▶ **THE TASK**: Transcribe the data that follows precisely, omitting nothing.
________
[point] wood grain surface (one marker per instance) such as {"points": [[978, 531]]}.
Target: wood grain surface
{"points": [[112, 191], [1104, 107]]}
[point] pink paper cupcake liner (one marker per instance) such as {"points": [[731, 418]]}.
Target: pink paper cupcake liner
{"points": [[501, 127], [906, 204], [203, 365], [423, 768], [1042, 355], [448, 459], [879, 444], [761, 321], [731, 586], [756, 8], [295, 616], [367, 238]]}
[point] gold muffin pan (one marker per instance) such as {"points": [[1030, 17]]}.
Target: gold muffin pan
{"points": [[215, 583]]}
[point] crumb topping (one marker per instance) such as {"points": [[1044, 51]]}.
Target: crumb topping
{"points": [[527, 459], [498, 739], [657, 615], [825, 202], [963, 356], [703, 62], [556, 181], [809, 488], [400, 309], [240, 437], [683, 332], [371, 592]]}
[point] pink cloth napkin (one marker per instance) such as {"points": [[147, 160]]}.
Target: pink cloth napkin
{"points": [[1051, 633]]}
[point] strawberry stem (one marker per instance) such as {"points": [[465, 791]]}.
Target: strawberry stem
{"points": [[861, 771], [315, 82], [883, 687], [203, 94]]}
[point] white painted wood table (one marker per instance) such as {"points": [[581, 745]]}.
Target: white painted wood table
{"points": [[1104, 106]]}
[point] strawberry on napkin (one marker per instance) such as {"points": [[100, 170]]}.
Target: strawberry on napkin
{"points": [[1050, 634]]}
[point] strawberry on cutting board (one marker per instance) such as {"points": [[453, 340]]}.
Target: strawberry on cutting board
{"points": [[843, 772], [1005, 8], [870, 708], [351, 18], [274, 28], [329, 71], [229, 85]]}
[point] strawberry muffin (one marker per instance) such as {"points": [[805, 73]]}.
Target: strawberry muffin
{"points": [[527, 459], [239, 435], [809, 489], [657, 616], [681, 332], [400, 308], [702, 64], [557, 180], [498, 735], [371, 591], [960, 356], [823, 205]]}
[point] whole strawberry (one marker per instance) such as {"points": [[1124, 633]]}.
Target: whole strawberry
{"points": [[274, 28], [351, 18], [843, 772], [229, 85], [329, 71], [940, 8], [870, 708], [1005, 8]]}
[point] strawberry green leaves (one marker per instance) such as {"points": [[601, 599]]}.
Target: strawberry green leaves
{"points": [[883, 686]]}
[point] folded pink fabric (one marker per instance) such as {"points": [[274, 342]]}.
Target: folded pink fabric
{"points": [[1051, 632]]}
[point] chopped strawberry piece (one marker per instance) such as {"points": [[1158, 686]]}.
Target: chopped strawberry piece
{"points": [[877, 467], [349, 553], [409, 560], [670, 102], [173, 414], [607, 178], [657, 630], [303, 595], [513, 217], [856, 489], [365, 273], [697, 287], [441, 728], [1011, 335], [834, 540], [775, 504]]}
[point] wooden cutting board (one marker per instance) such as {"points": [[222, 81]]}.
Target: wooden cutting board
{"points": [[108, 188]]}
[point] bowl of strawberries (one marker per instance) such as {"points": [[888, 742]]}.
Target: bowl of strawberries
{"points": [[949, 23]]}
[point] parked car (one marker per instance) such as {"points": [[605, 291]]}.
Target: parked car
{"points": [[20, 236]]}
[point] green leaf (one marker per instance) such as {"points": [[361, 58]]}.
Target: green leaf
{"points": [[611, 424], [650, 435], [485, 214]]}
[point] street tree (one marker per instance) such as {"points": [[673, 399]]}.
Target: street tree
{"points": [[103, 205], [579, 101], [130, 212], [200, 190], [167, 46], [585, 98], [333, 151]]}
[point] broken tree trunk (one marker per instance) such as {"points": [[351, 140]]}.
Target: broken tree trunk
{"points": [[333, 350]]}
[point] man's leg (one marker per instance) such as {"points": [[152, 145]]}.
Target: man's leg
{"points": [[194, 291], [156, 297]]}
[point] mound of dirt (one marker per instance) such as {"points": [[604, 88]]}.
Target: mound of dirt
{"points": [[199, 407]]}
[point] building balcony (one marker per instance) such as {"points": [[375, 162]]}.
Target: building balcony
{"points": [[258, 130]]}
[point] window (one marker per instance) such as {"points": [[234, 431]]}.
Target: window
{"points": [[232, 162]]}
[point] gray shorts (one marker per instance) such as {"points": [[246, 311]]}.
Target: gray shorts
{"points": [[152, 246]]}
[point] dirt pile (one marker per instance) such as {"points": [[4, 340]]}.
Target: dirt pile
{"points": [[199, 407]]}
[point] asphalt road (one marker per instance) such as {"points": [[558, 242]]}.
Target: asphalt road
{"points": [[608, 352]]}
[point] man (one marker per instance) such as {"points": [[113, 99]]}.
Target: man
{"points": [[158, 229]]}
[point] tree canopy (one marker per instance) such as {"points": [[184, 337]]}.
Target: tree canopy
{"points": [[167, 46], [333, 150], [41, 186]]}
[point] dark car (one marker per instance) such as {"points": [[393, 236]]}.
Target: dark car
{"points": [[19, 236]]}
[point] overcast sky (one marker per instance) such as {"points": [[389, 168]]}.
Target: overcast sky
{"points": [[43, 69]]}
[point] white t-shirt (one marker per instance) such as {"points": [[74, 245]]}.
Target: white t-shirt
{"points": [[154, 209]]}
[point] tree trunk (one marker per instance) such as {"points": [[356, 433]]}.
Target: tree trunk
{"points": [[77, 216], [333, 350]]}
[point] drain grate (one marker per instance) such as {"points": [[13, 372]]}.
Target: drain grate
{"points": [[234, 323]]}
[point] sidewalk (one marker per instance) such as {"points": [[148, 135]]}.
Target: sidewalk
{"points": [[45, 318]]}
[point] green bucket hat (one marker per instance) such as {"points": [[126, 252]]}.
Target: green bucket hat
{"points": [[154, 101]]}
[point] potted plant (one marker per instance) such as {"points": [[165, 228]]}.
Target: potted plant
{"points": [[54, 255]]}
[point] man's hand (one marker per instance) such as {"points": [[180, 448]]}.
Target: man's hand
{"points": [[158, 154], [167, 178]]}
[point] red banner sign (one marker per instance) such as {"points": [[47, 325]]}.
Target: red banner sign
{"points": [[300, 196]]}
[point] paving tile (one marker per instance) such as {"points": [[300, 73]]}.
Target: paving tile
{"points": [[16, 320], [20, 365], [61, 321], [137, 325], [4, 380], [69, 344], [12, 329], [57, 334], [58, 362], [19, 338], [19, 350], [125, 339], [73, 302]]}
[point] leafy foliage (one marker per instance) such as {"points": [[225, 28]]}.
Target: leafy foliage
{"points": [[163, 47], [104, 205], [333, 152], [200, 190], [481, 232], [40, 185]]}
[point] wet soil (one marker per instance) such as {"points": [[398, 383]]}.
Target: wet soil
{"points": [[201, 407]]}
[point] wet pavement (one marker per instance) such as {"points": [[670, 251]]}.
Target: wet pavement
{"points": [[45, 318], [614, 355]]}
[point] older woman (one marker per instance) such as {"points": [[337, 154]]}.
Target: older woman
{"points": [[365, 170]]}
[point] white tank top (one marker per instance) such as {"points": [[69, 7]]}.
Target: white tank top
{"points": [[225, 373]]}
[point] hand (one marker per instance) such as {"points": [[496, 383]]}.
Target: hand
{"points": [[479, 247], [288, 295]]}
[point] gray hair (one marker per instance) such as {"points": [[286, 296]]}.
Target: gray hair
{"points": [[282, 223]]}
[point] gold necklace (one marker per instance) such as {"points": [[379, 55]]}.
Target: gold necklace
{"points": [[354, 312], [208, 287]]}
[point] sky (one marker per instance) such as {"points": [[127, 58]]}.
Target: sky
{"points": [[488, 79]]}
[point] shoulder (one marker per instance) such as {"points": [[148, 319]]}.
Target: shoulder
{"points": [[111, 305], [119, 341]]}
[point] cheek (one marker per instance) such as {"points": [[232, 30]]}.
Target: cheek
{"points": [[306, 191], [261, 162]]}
________
▶ **CORRECT OUTPUT**:
[point] wood grain surface (one marker per instance) such as {"points": [[978, 531]]}.
Target: wood grain surface
{"points": [[112, 191], [1104, 107]]}
[point] pink paper cupcake liner (one marker per instance) such as {"points": [[731, 418]]}.
Target: pink paper cupcake liner
{"points": [[501, 127], [906, 204], [203, 365], [423, 768], [1042, 355], [448, 459], [879, 444], [761, 321], [731, 586], [756, 8], [295, 616], [367, 238]]}
[point] gold muffin pan (one marker per instance) such as {"points": [[1030, 17]]}.
Target: gold muffin pan
{"points": [[215, 583]]}
[point] crumb topping (one marker per instance) such as {"points": [[1044, 51]]}.
Target: crumb topping
{"points": [[527, 459], [498, 739], [657, 615], [825, 202], [963, 356], [703, 62], [556, 181], [809, 488], [400, 309], [240, 437], [683, 332], [371, 592]]}
[point] pink cloth napkin (one marker per instance) such as {"points": [[147, 160]]}.
Target: pink cloth napkin
{"points": [[1051, 633]]}
[point] strawberry stem (one marker per instance) such as {"points": [[465, 791]]}.
Target: strawberry stem
{"points": [[861, 771], [315, 82], [883, 687], [203, 94]]}
[point] white painted wood table (one marker per instance) such as {"points": [[581, 745]]}.
Target: white painted wood table
{"points": [[1104, 106]]}
[point] strawberry on napkin (one marker per instance) such as {"points": [[100, 170]]}.
Target: strawberry on napkin
{"points": [[1050, 634]]}
[point] strawberry on cutting board (one marker per instance) such as {"points": [[453, 340]]}.
Target: strawberry on cutting board
{"points": [[843, 772], [1005, 8], [870, 708], [351, 18], [274, 28], [329, 71], [229, 85]]}
[point] strawberry muffin (one marker per instance) such as {"points": [[805, 73]]}.
Target: strawberry muffin
{"points": [[527, 459], [239, 435], [809, 489], [657, 616], [681, 332], [400, 308], [702, 64], [557, 180], [498, 735], [371, 591], [960, 356], [823, 205]]}
[point] whole strawberry (one marker per instance) such as {"points": [[1124, 633]]}.
Target: whole strawberry
{"points": [[274, 28], [351, 18], [843, 772], [229, 85], [329, 71], [940, 8], [870, 708], [1005, 8]]}
[point] strawberry green leaves (one marker per instance) such as {"points": [[601, 599]]}.
Target: strawberry green leaves
{"points": [[883, 686]]}
[point] folded pink fabric (one marker per instance) such as {"points": [[274, 342]]}.
Target: folded pink fabric
{"points": [[1051, 632]]}
[point] chopped strawberry piece (one marker per instance) such as {"points": [[1158, 686]]}.
Target: chopped strawberry piece
{"points": [[877, 467], [349, 553], [409, 560], [670, 102], [173, 414], [607, 178], [657, 630], [303, 595], [513, 217], [856, 489], [365, 273], [697, 287], [441, 728], [1011, 335], [834, 540], [775, 504]]}
[point] wooden cutting board (one marker per instance) such as {"points": [[222, 81]]}.
Target: wooden cutting board
{"points": [[108, 188]]}
[point] bowl of strawberries (one marker per instance) such as {"points": [[888, 742]]}.
Target: bowl of strawberries
{"points": [[949, 23]]}
[point] parked car (one marker per instance) such as {"points": [[605, 291]]}.
Target: parked car
{"points": [[20, 236]]}
[point] green leaf (one marker per instance) such as {"points": [[361, 58]]}.
Target: green leaf
{"points": [[611, 424], [650, 435], [485, 214]]}
[point] street tree (one marker per instance) such as {"points": [[673, 399]]}.
Target: street tree
{"points": [[103, 205], [579, 101], [130, 212], [200, 190], [167, 46], [585, 98], [333, 151]]}
[point] broken tree trunk (one marker per instance) such as {"points": [[351, 140]]}.
Target: broken tree trunk
{"points": [[333, 350]]}
[point] man's leg (one marker per instance) such as {"points": [[152, 145]]}.
Target: man's leg
{"points": [[194, 291], [156, 297]]}
[point] mound of dirt (one marker per instance) such as {"points": [[604, 88]]}.
Target: mound of dirt
{"points": [[199, 407]]}
[point] building balcony (one marker per instance) such as {"points": [[375, 162]]}.
Target: building balcony
{"points": [[258, 130]]}
[point] window (one marker per instance) such as {"points": [[234, 431]]}.
Target: window
{"points": [[232, 162]]}
[point] gray shorts (one marker per instance) such as {"points": [[246, 311]]}.
Target: gray shorts
{"points": [[152, 246]]}
[point] dirt pile (one marker per instance) such as {"points": [[4, 340]]}.
Target: dirt pile
{"points": [[199, 407]]}
[point] asphalt road (one marker per instance) such as {"points": [[558, 242]]}.
Target: asphalt road
{"points": [[608, 352]]}
[point] man (one marker per instance) such as {"points": [[113, 99]]}.
Target: man
{"points": [[158, 229]]}
[point] tree canopy (one marker per instance) such as {"points": [[184, 337]]}.
Target: tree canopy
{"points": [[167, 46], [333, 150], [41, 186]]}
[point] dark car (one marker per instance) such as {"points": [[393, 236]]}.
Target: dark car
{"points": [[19, 236]]}
[point] overcast sky (one marker per instance) such as {"points": [[389, 168]]}.
Target: overcast sky
{"points": [[43, 69]]}
[point] white t-shirt (one marker per instance) such as {"points": [[74, 245]]}.
Target: white t-shirt
{"points": [[154, 209]]}
[point] tree trunk (one marker per instance) such as {"points": [[356, 433]]}.
Target: tree trunk
{"points": [[77, 216], [333, 350]]}
[point] drain grate (one marker per instance) such as {"points": [[13, 372]]}.
Target: drain grate
{"points": [[234, 323]]}
[point] sidewalk (one marker per instance) such as {"points": [[148, 135]]}.
Target: sidewalk
{"points": [[45, 318]]}
[point] green bucket hat (one marker per instance) such as {"points": [[126, 252]]}.
Target: green bucket hat
{"points": [[154, 101]]}
[point] potted plant (one marker per instance) such as {"points": [[165, 228]]}.
Target: potted plant
{"points": [[54, 255]]}
[point] man's hand (one marker per instance) such as {"points": [[180, 448]]}.
Target: man's hand
{"points": [[158, 154], [167, 178]]}
[point] red banner sign (one marker per instance) such as {"points": [[47, 325]]}.
Target: red banner sign
{"points": [[300, 196]]}
[point] paving tile (one marker per instance) such as {"points": [[300, 73]]}.
Target: paving tile
{"points": [[16, 320], [20, 365], [61, 321], [137, 325], [4, 380], [69, 344], [12, 329], [57, 334], [58, 362], [19, 338], [19, 350], [125, 339], [73, 302]]}
[point] leafy foliage (one marker per instance) such as {"points": [[225, 28]]}.
Target: leafy foliage
{"points": [[163, 47], [104, 205], [333, 152], [200, 190], [481, 232], [40, 185]]}
[point] wet soil (one marker per instance) such as {"points": [[398, 383]]}.
Target: wet soil
{"points": [[201, 407]]}
[point] wet pavement (one marker per instance) such as {"points": [[670, 251]]}.
Target: wet pavement
{"points": [[45, 318], [614, 355]]}
[point] older woman (one marker per instance) such as {"points": [[337, 154]]}.
Target: older woman
{"points": [[365, 170]]}
[point] white tank top (one marker per instance) such as {"points": [[69, 7]]}.
Target: white tank top
{"points": [[225, 373]]}
[point] hand (one marker per instance) such as {"points": [[496, 383]]}.
Target: hand
{"points": [[479, 247], [288, 295]]}
[point] gray hair (one marker per instance) such as {"points": [[286, 296]]}.
Target: gray hair
{"points": [[282, 223]]}
[point] gold necklace (one marker per instance) such as {"points": [[379, 55]]}.
Target: gold necklace
{"points": [[354, 312], [208, 287]]}
[point] sky (one marker per instance) such as {"points": [[127, 58]]}.
Target: sky
{"points": [[488, 79]]}
[point] shoulder (one marker per instance) such as {"points": [[148, 319]]}.
Target: shoulder
{"points": [[111, 305], [119, 341]]}
[point] cheek (one marker per instance) such as {"points": [[232, 30]]}.
Target: cheek
{"points": [[306, 191], [261, 162]]}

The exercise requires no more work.